● Required work:
Print each of the entries exactly, leaving nothing out.

[Dataset entries]
=-=-=

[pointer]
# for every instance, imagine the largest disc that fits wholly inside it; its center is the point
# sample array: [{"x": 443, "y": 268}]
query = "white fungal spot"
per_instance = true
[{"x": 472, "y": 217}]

=-=-=

● Answer to this problem:
[pointer]
# for every instance, imagine the largest disc that fits wholly inside it; its center is the point
# sample array: [{"x": 443, "y": 268}]
query = "white fungal spot"
per_instance = true
[{"x": 472, "y": 217}]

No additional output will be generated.